◆ **Problem to work on**
Report only the number of lines below that contain the string "sleeve". Letter case must match.

◆ **Records shown**
::::::::
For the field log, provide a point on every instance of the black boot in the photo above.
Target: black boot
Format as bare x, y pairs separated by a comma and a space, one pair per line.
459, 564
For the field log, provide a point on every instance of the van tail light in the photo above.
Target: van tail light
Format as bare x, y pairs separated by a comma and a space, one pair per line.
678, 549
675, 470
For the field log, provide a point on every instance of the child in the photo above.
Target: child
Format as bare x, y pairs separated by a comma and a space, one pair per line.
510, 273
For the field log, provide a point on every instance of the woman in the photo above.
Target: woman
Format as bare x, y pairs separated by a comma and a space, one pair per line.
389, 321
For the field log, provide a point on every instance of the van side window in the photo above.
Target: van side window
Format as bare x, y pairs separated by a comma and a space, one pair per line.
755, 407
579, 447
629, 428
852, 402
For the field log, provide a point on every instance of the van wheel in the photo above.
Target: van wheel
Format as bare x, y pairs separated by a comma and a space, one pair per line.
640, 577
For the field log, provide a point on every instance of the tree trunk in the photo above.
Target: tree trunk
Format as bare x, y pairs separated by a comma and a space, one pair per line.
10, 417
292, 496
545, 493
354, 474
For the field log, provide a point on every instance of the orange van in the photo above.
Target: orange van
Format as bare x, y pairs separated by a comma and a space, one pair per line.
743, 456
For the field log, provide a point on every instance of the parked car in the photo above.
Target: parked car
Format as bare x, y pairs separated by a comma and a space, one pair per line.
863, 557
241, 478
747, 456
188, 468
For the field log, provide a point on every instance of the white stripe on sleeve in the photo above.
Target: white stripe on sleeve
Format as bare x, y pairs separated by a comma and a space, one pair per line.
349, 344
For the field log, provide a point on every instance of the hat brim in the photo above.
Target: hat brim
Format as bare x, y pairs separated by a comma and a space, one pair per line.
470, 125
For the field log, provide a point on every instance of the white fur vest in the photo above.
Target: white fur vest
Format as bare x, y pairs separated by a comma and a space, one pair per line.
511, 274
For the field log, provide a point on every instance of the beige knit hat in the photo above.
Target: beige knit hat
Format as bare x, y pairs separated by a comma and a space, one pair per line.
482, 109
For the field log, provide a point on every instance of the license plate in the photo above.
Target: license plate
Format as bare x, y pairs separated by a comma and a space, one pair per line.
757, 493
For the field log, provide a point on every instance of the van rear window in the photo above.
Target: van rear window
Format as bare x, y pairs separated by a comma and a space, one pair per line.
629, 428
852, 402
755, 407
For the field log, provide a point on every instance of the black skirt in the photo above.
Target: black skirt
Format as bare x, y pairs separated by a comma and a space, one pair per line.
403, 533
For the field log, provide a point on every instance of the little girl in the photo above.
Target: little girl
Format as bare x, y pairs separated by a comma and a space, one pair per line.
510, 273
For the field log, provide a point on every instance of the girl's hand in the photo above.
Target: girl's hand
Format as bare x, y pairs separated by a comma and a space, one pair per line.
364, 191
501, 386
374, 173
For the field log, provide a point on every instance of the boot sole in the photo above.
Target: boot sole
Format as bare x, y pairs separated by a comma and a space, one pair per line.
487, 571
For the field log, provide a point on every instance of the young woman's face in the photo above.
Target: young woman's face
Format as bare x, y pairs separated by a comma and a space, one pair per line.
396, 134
::::::::
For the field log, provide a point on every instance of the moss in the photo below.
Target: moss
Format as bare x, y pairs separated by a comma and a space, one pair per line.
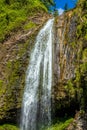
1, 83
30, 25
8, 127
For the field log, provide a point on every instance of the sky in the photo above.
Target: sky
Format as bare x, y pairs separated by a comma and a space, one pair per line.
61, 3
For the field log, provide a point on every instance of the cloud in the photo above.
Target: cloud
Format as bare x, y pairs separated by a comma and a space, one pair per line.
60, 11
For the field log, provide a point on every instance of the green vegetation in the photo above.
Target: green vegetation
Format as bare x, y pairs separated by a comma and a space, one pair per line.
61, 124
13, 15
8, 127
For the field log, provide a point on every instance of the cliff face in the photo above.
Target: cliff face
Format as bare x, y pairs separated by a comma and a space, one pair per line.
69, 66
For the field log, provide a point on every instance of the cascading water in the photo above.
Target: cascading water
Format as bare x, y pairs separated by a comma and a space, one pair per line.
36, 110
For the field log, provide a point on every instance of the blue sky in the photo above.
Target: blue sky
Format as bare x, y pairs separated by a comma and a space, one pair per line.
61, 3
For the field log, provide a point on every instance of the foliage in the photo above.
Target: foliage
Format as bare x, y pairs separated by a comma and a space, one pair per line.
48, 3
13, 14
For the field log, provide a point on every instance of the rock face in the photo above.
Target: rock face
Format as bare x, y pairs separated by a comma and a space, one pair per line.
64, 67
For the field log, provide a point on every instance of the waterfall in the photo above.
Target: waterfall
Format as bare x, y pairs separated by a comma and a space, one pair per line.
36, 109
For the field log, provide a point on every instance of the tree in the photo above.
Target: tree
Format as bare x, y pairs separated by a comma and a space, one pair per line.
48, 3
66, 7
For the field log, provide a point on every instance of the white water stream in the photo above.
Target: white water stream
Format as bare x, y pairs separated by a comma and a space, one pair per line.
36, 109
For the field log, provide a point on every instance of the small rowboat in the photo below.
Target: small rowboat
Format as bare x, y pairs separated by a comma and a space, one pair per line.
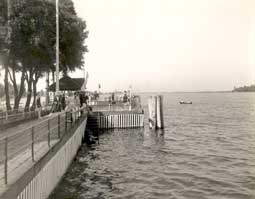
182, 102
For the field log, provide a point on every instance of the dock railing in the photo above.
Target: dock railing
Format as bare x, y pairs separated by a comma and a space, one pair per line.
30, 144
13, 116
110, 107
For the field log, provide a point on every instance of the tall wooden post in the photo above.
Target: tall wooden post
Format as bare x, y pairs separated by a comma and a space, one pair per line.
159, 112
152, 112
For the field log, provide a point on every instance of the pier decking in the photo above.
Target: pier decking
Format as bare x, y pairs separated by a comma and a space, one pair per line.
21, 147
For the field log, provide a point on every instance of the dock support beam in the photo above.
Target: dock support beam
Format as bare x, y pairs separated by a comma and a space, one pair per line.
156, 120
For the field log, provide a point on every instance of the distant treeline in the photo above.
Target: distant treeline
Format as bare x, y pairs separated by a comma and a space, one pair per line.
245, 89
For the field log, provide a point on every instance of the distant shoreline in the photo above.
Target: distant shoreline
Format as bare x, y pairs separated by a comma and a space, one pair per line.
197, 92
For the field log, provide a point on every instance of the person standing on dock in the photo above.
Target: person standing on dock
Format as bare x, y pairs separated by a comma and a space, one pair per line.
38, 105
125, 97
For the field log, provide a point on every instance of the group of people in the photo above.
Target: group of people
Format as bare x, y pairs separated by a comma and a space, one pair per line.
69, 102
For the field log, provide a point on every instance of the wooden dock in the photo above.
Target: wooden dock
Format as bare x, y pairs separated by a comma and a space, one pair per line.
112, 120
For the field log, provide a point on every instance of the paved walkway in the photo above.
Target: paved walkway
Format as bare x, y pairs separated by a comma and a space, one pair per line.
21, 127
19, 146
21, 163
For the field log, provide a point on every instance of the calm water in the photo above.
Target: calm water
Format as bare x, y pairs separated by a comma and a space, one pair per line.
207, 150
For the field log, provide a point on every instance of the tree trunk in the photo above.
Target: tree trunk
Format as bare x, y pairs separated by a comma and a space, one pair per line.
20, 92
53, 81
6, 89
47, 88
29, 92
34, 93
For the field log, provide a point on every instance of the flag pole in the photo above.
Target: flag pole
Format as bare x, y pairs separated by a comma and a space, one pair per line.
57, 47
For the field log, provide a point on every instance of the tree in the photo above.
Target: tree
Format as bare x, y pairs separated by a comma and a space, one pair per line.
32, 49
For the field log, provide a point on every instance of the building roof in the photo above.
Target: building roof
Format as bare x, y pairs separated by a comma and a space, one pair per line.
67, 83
::::::::
◆ **Response below**
2